Can you quote exactly the stretch of lines from the one with "For every instance of the runner in white" through the final line of the material, both ends included?
======== RECORDS FOR THE EXERCISE
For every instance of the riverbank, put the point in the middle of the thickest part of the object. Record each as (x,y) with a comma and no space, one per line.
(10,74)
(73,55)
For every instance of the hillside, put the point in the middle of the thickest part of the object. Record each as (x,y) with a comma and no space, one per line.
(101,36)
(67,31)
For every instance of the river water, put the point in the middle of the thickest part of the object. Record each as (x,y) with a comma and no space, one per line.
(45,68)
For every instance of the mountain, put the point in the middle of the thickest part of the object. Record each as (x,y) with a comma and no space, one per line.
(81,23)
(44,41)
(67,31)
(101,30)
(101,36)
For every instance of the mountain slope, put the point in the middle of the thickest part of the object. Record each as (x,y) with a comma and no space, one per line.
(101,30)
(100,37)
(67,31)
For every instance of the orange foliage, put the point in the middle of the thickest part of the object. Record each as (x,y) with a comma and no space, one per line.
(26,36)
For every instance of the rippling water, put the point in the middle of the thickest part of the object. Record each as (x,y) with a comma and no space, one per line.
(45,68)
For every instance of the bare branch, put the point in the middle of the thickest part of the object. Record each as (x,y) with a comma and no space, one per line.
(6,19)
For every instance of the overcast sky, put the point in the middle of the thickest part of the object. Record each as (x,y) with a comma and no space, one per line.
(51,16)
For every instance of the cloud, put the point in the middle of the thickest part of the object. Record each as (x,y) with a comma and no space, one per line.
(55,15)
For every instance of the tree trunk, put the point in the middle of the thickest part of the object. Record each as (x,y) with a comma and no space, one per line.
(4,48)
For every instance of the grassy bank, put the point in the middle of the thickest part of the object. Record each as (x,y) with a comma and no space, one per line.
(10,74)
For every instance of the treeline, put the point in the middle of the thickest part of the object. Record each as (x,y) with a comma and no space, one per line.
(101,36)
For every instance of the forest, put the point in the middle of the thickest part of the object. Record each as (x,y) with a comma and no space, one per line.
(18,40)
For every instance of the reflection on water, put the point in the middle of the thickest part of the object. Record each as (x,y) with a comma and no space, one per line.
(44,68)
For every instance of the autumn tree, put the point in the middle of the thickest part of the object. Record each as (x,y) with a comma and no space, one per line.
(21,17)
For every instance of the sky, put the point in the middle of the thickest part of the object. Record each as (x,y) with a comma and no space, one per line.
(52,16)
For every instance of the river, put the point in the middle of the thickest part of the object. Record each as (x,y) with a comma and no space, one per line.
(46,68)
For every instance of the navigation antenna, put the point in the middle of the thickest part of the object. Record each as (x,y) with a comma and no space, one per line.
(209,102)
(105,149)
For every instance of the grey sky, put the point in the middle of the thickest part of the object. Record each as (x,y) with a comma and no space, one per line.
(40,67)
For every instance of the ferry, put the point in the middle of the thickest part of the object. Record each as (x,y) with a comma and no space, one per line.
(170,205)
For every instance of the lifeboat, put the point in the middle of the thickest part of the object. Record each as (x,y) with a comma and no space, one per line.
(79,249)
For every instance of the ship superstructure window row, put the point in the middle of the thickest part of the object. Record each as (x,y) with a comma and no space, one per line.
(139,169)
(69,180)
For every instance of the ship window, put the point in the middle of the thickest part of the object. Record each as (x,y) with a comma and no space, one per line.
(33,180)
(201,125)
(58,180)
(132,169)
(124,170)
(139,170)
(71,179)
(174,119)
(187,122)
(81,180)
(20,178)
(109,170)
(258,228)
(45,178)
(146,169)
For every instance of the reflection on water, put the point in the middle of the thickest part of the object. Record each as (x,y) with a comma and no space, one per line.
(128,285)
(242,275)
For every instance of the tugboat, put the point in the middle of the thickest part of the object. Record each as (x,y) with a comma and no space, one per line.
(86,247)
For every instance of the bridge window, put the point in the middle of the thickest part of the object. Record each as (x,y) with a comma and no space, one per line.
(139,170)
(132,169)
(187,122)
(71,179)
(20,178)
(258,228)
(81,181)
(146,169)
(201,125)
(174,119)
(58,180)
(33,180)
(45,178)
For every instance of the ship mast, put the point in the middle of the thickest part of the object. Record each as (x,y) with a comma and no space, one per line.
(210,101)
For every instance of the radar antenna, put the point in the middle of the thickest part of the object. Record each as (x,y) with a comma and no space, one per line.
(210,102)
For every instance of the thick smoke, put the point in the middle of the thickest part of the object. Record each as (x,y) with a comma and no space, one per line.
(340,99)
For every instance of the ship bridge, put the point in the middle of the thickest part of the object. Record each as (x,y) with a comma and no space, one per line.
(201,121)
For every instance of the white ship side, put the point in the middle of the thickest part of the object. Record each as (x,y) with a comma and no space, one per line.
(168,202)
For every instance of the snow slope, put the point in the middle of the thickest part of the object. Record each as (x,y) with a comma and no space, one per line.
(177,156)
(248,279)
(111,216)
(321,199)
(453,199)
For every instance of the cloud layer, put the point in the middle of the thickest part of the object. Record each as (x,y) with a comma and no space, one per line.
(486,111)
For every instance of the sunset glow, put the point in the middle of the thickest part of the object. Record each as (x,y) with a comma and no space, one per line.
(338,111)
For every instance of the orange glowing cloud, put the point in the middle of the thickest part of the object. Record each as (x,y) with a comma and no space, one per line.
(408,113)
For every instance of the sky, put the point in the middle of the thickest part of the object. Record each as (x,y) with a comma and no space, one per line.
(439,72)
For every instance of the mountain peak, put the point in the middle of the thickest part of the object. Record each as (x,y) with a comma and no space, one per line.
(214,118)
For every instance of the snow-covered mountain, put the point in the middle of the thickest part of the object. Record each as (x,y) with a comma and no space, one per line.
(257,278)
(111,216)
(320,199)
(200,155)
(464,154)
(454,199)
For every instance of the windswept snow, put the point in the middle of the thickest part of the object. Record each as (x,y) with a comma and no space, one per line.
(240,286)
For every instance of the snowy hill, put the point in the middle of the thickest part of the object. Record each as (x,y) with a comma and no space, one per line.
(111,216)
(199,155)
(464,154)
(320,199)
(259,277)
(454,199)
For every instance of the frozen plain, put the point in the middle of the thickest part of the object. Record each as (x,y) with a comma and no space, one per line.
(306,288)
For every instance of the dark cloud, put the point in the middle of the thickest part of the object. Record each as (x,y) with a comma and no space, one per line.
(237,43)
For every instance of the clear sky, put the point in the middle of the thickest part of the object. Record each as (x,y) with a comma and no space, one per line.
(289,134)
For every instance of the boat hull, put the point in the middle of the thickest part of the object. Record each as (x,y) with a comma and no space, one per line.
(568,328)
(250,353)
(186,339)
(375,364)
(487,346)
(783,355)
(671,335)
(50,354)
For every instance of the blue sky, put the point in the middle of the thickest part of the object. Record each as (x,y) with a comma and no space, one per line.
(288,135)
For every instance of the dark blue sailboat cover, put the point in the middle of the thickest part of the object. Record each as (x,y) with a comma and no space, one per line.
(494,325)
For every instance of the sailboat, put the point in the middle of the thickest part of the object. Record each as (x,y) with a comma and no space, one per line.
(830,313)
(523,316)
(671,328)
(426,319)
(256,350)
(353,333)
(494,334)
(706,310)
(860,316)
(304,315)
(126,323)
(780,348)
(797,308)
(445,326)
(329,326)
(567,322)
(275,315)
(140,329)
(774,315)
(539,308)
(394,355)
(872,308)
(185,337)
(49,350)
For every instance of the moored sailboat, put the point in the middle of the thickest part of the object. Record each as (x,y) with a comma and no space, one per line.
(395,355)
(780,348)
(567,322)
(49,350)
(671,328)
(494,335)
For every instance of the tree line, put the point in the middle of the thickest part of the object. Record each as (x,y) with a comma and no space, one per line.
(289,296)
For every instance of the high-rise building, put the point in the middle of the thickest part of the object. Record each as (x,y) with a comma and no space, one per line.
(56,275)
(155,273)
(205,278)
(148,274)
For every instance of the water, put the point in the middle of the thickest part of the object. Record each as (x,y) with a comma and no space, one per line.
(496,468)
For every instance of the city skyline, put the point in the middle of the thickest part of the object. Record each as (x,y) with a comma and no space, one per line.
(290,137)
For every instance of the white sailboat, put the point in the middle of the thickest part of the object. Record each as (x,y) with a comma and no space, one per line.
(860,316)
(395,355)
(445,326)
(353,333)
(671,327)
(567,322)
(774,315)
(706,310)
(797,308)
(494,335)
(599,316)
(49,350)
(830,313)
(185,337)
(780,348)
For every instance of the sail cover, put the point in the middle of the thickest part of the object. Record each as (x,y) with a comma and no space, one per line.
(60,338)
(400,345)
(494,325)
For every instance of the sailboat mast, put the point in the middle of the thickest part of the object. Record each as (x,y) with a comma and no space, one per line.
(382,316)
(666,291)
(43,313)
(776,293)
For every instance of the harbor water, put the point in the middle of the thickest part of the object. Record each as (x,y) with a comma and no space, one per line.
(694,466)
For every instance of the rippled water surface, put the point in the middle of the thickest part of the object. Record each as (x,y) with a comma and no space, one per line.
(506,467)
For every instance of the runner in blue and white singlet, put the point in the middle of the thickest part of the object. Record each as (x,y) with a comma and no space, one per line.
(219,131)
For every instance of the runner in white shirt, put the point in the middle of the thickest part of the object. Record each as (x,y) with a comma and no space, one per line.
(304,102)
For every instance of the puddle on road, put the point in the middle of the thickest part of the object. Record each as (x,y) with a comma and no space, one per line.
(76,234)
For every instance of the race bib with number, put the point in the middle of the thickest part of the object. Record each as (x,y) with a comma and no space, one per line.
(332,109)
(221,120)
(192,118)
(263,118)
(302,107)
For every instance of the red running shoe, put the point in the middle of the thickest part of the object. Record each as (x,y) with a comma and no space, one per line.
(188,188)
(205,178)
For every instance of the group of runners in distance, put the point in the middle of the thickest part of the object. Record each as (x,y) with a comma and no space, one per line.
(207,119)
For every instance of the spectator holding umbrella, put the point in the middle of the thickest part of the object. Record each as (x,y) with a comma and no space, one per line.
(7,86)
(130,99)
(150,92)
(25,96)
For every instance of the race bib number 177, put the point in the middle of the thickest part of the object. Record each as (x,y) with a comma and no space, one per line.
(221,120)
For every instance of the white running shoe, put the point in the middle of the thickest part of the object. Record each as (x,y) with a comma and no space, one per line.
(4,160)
================
_REPLY TO THE TASK_:
For every instance of the runner in white shirt, put the point in the middle of the thickest part of the object. Record each as (x,y) with a comma and no space, one per line.
(304,102)
For every instance of the puddle on road, put the point in the middle of the thickest part of the object. Record each as (x,y) with a comma and no space, one per line.
(76,234)
For every instance of the race bib with number, put the point in the middle of the thickest part of the object. Record each as (x,y) with a comma and no space, one per line.
(332,109)
(221,120)
(192,118)
(263,118)
(302,107)
For every instance of the red running shoe, put the point in the middle of the thickest part of the object. Record each as (x,y) with a comma and no space, one per line.
(188,188)
(205,178)
For every instance of the group of runners in distance, put the point in the middle of the thickest part of the object. Record each as (x,y) with a comma and no space, one per line.
(207,119)
For every instance of the spectator holding umbrella, put the point in the middle of the thickest part of the object. Record each as (x,y) with a comma and no space, one per line.
(7,86)
(130,99)
(150,92)
(25,96)
For every instance of the race bib number 177, put the point in the middle of the thickest part of the object. Record each as (x,y) with a comma and no space, one per line.
(221,120)
For every instance of the white running shoe, put the point in the middle of the thickest part of the object. Record each as (x,y) with a comma and no space, one per line.
(4,160)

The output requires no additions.